> _Page excerpt_:

_ _ _

Jump to content
SAU Community

Recommended Posts

yes thats the delimer im in, all cash has been thrown at home loan. preventing me from buying another car.

i need to be sensible :) there's only 1 carport at my house and thats got GTR written all over it.

its justafiable a normal person needs 3 cars right? 1 for when it rains 1 to drive to work when it dosnt rain and 1 for weekend trips :D

Edited by Inline 6

i cant get another project until i get a shed up...my mate has a datto 1200 he wont sell me until i get a shed.....now i just need my "minister of finances" to let me do it....my brother in law is a sparky , so wiring wont be a problem...i helped concrete my uncles burnout pad...so concreting wont be a problem....gotta save money everywhere....this week i have to fix a leak on my eldest's motorbike as well....it never ends

Does anyone know any cheap companies that do...

Fencing

Driveways/Concrete or Pavers

House perimiter concrete or pavers

Flooring (Tiles/Carpets etc)

I can do it through my builder but he said its cheaper not to....

do the paving and carpeting yaself is 1 option :D

That was a joke yeah?

I dont see that working out haha

I cant get the loan until I have quotes for that stuff... well thats if I get pre approved... they havn't got back to me yet...

i got my loan without qoutes for it, hmmmzzz although i had a huge deposit they prob didnt care so much cause they gonna get their cash back no matter what.

pavings not that hard i hear, you may break a nail or 2 though :D

I dont have any nails to break at the moment!

I dunno why... its a Homestart condition.

I can always get quotes and not use them, do it myself over time... if they dont check.

I dont have any nails to break at the moment!

I dunno why... its a Homestart condition.

I can always get quotes and not use them, do it myself over time... if they dont check.

I think a place like Homestart would only instruct the bank to release the funds to the company/tradesperson carrying out the work.

Penny, go to the Home Centre corner of Anzac Hwy and South Road if you can, and get some ideas on who to employ for those jobs. Even the centres that sell the materials (paving etc) will have contractors they can get to do the work. And it should be cheaper than the builder (Homestart) getting it done for you.

I'm in the middle of building my own extension. Doing all the work (99.9%) of it myself and its not easy. Paving would be a breeze in comparison. But I study construction management, so I gotta know this shit. :(

Even better for you ... stand out the front of my TAFE college and look pretty and sucker some of the studying tradies to do the work for you :D

The Design and Construction Management course has two sides: the designers/drafters (like me) and the builders (them), and we like to give them crap :D

Edited by RubyRS4

I can lend you 1 of my skirts if you need penny rofl warning may look like a tshirt but i assure u its a skirt.

_ _ _

[Point annotation dataset records]
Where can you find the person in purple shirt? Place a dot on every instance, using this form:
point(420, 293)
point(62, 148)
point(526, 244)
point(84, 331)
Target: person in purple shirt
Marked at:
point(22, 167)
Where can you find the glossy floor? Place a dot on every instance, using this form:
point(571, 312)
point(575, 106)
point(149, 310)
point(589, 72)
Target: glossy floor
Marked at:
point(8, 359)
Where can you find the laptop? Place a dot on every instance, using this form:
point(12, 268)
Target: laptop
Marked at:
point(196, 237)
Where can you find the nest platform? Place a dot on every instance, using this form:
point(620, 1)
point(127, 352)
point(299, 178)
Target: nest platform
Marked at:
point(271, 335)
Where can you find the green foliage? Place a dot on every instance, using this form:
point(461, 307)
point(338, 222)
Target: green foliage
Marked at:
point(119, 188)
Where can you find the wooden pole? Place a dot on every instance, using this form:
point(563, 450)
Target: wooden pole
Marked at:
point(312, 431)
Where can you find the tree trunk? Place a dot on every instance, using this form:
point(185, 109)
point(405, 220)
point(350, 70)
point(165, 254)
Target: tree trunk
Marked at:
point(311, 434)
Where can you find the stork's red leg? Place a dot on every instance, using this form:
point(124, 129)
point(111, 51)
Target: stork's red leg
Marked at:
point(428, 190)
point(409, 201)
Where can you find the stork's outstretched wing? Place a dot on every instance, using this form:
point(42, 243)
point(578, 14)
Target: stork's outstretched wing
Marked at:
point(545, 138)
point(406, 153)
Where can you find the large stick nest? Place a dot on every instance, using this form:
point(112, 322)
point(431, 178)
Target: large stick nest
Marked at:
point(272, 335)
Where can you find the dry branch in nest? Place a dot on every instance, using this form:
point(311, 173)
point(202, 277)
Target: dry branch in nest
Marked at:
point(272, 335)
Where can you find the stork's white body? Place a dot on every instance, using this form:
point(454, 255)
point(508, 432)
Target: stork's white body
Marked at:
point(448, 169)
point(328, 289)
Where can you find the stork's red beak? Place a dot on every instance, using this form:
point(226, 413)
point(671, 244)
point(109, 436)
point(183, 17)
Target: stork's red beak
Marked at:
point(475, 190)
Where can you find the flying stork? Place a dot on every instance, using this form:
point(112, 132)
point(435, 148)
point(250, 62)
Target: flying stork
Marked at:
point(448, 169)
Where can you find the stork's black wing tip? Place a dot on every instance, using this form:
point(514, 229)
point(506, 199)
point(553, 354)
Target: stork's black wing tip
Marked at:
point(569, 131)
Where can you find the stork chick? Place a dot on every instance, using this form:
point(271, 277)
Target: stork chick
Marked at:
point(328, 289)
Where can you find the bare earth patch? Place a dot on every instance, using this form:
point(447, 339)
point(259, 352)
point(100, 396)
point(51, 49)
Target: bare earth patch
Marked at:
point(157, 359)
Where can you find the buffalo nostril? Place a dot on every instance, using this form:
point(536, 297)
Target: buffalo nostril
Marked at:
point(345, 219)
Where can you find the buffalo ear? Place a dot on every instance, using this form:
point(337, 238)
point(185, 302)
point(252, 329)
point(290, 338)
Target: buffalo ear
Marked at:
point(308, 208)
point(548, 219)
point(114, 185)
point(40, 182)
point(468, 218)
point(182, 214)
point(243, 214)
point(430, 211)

_ _ _

> _Stated goal_: Retype the stretch of the forum thread above from "Jump to content" through "all over it.", keeping its spelling and punctuation unchanged.

> _Worked answer_:
Jump to content
SAU Community

Recommended Posts

yes thats the delimer im in, all cash has been thrown at home loan. preventing me from buying another car.

i need to be sensible :) there's only 1 carport at my house and thats got GTR written all over it.